═════ Selected excerpt

March 25, 2018

Manitoba Is Not Backing Away from P3s

by Mark Romoff, President and CEO, The Canadian Council for Public-Private Partnerships

This opinion editorial was published on March 25, 2018 in the Winnipeg Sun.

This may sound unusual coming from the Canadian Council for Public-Private Partnerships (CCPPP),  but, as the the leading voice for public-private partnerships (P3s) in Canada, we whole heartedly endorse Premier Pallister and the Manitoba government’s approach to building five new schools in the province – even though, in the end, they decided against using the P3 model.

Premier Pallister announced his intentions last May, at an event co-hosted by CCPPP and the Winnipeg Chamber of Commerce, to explore the possible benefits of a P3 to build schools. It was clear at the time he wanted to take a thoughtful and pragmatic approach. He was well advised.

P3s are not a one-size-fits-all solution to building infrastructure. They are successful when done for the right reasons and on the right projects. They are typically highly complex contracts that extend over 20 or 30 years, so they require rigorous due diligence before an RFP is even issued.

══════════

◆ Task prompt ◆
Condense the paragraph starting "P3s are not a one-size-fits-all" in the opinion piece on Manitoba and P3s above into a brief bulleted list that keeps its main points.

═════ Dataset content

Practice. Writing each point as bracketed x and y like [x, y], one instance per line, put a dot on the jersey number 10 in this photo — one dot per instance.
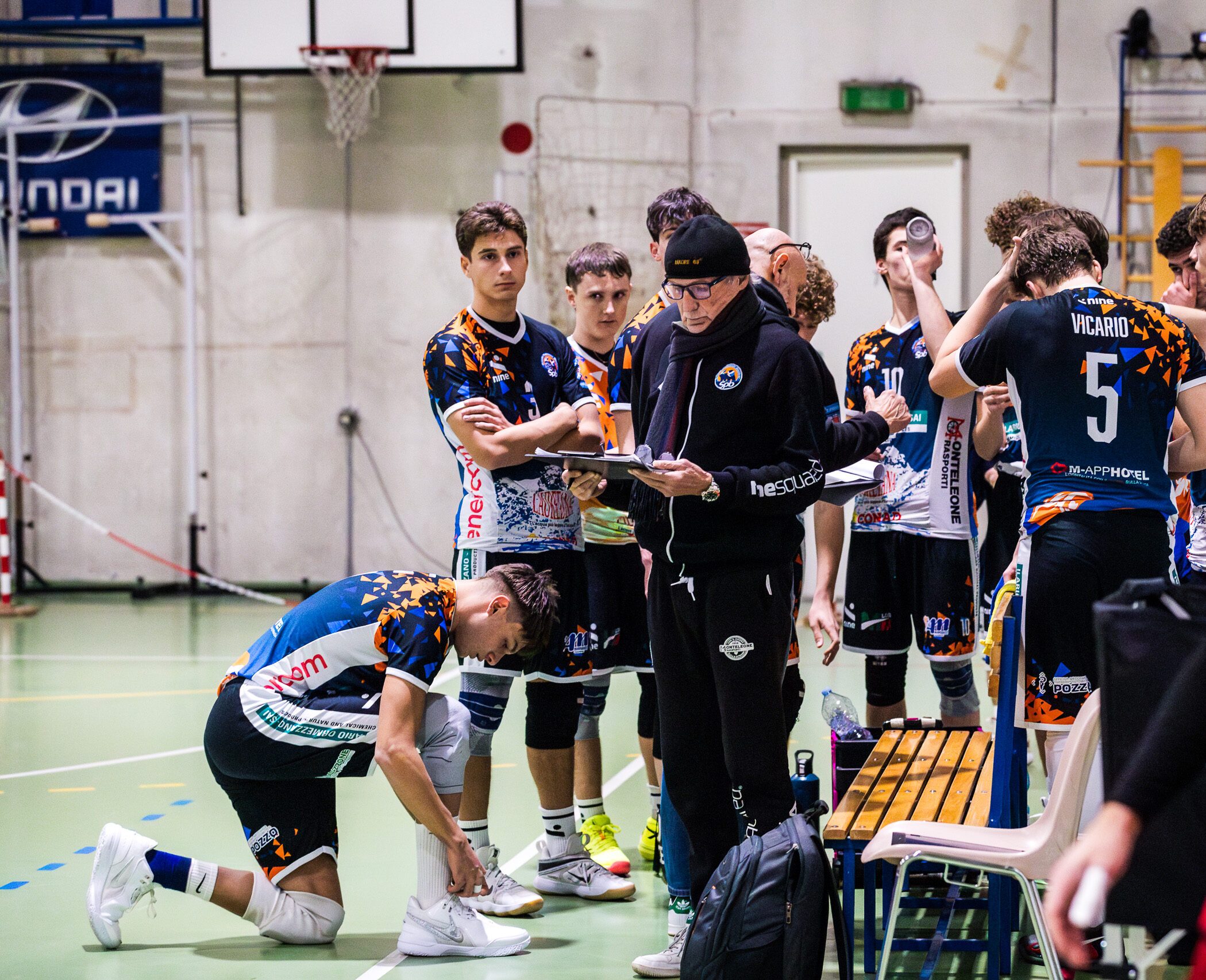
[1093, 362]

══════════

◆ Problem solution ◆
- P3s are not a one-size-fits-all way to build infrastructure.
- They succeed when done for the right reasons and on the right projects.
- They are usually highly complex contracts lasting 20 or 30 years.
- They therefore need rigorous due diligence before an RFP is issued.